### Entries
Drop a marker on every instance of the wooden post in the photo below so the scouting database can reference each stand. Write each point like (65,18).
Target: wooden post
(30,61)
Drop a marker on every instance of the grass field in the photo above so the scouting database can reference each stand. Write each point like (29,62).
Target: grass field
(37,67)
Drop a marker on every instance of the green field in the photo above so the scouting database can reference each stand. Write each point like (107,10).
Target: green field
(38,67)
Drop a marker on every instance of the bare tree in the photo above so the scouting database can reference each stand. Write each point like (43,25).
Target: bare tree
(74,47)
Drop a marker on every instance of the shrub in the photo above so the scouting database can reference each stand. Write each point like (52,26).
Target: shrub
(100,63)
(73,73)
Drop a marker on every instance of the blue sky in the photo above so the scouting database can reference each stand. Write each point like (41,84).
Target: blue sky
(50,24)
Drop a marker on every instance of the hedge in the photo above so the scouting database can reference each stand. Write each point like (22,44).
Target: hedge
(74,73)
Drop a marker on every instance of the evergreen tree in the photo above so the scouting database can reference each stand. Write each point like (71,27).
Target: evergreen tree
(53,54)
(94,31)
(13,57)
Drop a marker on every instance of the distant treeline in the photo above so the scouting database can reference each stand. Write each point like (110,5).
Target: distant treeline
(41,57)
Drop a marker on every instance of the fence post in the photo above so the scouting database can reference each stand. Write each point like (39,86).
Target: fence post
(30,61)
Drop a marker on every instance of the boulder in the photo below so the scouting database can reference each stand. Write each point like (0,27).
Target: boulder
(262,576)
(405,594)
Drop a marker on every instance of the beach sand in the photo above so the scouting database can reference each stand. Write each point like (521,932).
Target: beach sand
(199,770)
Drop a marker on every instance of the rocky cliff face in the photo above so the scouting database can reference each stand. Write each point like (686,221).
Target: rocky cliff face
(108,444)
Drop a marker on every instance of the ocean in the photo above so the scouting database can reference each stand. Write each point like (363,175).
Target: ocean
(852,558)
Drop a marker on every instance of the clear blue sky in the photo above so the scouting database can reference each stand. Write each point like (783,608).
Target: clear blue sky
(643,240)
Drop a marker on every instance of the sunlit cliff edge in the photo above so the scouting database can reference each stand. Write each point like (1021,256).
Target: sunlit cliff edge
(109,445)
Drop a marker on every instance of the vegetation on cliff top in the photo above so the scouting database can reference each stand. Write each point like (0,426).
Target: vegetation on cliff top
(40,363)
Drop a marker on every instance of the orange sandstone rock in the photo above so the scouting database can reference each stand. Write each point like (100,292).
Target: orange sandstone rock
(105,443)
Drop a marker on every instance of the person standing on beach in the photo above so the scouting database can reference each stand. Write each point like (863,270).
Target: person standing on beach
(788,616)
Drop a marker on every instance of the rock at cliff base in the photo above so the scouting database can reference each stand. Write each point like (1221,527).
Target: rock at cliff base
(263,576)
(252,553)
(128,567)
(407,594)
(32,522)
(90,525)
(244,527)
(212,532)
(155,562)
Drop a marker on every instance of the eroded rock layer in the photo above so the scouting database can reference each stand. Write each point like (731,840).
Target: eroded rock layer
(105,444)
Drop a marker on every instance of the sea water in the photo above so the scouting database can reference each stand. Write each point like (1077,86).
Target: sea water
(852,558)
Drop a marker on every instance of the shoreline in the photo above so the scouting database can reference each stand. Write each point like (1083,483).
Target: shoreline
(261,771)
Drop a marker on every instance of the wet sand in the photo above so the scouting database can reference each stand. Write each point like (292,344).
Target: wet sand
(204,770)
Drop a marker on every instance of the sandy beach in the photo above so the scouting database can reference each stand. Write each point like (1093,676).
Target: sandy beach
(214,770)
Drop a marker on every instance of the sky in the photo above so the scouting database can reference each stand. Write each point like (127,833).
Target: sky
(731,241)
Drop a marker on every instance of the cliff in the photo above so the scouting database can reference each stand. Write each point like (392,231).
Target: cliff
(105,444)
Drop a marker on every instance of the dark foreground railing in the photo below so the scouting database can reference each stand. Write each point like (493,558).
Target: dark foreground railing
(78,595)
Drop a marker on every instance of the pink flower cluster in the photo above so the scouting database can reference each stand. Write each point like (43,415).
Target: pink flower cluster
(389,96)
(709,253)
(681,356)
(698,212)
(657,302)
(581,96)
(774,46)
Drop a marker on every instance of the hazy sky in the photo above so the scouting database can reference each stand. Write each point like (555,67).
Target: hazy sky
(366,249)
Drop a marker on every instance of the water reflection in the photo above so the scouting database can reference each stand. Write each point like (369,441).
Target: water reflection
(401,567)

### Written request
Present every one of the records above as a Markdown table with the columns No. and Line, putting each line in its own numbered row and leaving out blank lines.

### Completed task
| No. | Line |
|---|---|
| 1 | Drop a marker on every instance of the wooden post in the photo below so the scouting database can reference each stand. Write each point like (65,18). |
| 2 | Target: wooden post |
| 3 | (30,61) |
| 4 | Drop a marker on every instance of the grass field in the photo above so the scouting database can reference each stand. Write each point like (29,62). |
| 5 | Target: grass field |
| 6 | (37,67) |
| 7 | Drop a marker on every instance of the green field in the photo above so the scouting database can reference each stand. Write each point like (107,10). |
| 8 | Target: green field |
| 9 | (38,67) |
| 10 | Drop a marker on every instance of the bare tree in the photo above so the scouting database can reference each stand. Write each point like (43,25). |
| 11 | Target: bare tree |
| 12 | (74,47) |
| 13 | Drop a marker on every instance of the shrub in the photo above so the scouting database can reference each stand. Write each point like (52,26). |
| 14 | Target: shrub |
| 15 | (100,63) |
| 16 | (73,73) |
| 17 | Drop a marker on every instance of the blue sky in the photo above so the scouting database can reference each stand. Write each point like (41,84). |
| 18 | Target: blue sky |
| 19 | (50,24) |
| 20 | Drop a marker on every instance of the hedge in the photo above so the scouting database can reference each stand. Write each point like (22,44). |
| 21 | Target: hedge |
| 22 | (74,73) |
| 23 | Drop a marker on every instance of the evergreen tree in the photo above so the scouting database can reference each stand. Write each point like (71,27). |
| 24 | Target: evergreen tree |
| 25 | (53,54) |
| 26 | (94,31) |
| 27 | (13,57) |
| 28 | Drop a marker on every instance of the distant treeline in the photo above so the scouting database can reference each stand. Write each point like (110,5). |
| 29 | Target: distant treeline |
| 30 | (41,57) |
| 31 | Drop a marker on every instance of the fence post in the photo above so the scouting database can reference each stand. Write each point like (39,86). |
| 32 | Target: fence post |
| 33 | (30,61) |
| 34 | Drop a marker on every instance of the boulder in the photo below so the scouting database can reference each stand. Write each point like (0,27). |
| 35 | Target: boulder |
| 36 | (262,576) |
| 37 | (405,594) |
| 38 | Drop a marker on every instance of the beach sand in the photo above so the scouting database can reference each stand. Write each point like (521,932). |
| 39 | Target: beach sand |
| 40 | (199,770) |
| 41 | Drop a marker on every instance of the rocky cliff face in the photo above so the scouting database can reference each stand. Write each point like (686,221). |
| 42 | Target: rocky cliff face |
| 43 | (108,444) |
| 44 | Drop a marker on every instance of the ocean in the photo above so the scouting database can reference each stand. Write each point like (363,175). |
| 45 | Target: ocean |
| 46 | (852,558) |
| 47 | Drop a marker on every instance of the clear blue sky in the photo above so the scouting database can reference each stand. Write each point like (783,608). |
| 48 | Target: clear blue sky |
| 49 | (643,240) |
| 50 | Drop a marker on every instance of the sunlit cliff edge in the photo above so the scouting database can reference each stand. Write each point like (1021,256). |
| 51 | Target: sunlit cliff edge |
| 52 | (109,445) |
| 53 | Drop a marker on every instance of the vegetation on cliff top in the photo above so the scouting database can reference each stand. Write each point like (0,426). |
| 54 | Target: vegetation on cliff top |
| 55 | (40,363) |
| 56 | Drop a marker on every instance of the orange sandstone rock in the photo above so the scouting database can reference each stand. Write each point like (100,292). |
| 57 | Target: orange sandstone rock |
| 58 | (105,443) |
| 59 | Drop a marker on every instance of the person standing on beach in the photo above so the scouting database can reference each stand. Write each point like (863,270). |
| 60 | Target: person standing on beach |
| 61 | (788,616) |
| 62 | Drop a marker on every instance of the rock at cliff base in the photo above so the scouting database can reference each stand. Write each point like (1221,527). |
| 63 | Target: rock at cliff base |
| 64 | (263,576) |
| 65 | (252,553) |
| 66 | (128,567) |
| 67 | (407,594) |
| 68 | (32,522) |
| 69 | (90,525) |
| 70 | (244,527) |
| 71 | (212,532) |
| 72 | (155,562) |
| 73 | Drop a marker on every instance of the eroded rock layer in the photo above so the scouting database can reference each stand. Write each point like (731,840). |
| 74 | Target: eroded rock layer |
| 75 | (105,444) |
| 76 | Drop a marker on every instance of the sea water in the photo above so the scouting database can reference each stand. Write each point like (1077,86). |
| 77 | Target: sea water |
| 78 | (852,558) |
| 79 | Drop a marker on every instance of the shoreline in the photo above so the scouting database can reference each stand. Write each point like (1083,483). |
| 80 | Target: shoreline |
| 81 | (261,771) |
| 82 | Drop a marker on every instance of the wet sand in the photo above so the scouting database can reference each stand. Write each point like (292,344). |
| 83 | Target: wet sand |
| 84 | (204,770) |
| 85 | Drop a marker on every instance of the sandy beach in the photo above so the scouting database can reference each stand. Write each point like (1093,676). |
| 86 | Target: sandy beach |
| 87 | (214,770) |
| 88 | Drop a marker on every instance of the sky in the photo above so the scouting database can reference each stand. Write each point like (127,833). |
| 89 | Target: sky |
| 90 | (731,241) |
| 91 | Drop a marker on every instance of the cliff in the photo above so the scouting database can reference each stand. Write each point like (392,231). |
| 92 | Target: cliff |
| 93 | (105,444) |
| 94 | Drop a marker on every instance of the dark foreground railing in the photo below so the scouting database can reference each stand. Write each point like (493,558). |
| 95 | Target: dark foreground railing |
| 96 | (78,595) |
| 97 | Drop a marker on every instance of the pink flower cluster in the photo above so the scouting database can reference each stand. Write each point like (43,415). |
| 98 | Target: pink flower cluster |
| 99 | (389,96) |
| 100 | (709,253) |
| 101 | (681,356) |
| 102 | (698,212) |
| 103 | (657,302) |
| 104 | (581,96) |
| 105 | (774,46) |
| 106 | Drop a marker on every instance of the hazy sky in the photo above so the scouting database can reference each stand. Write each point like (555,67). |
| 107 | Target: hazy sky |
| 108 | (366,249) |
| 109 | Drop a marker on every instance of the water reflection in the photo above so the scouting database can reference each stand. Write each point like (369,441). |
| 110 | Target: water reflection |
| 111 | (401,567) |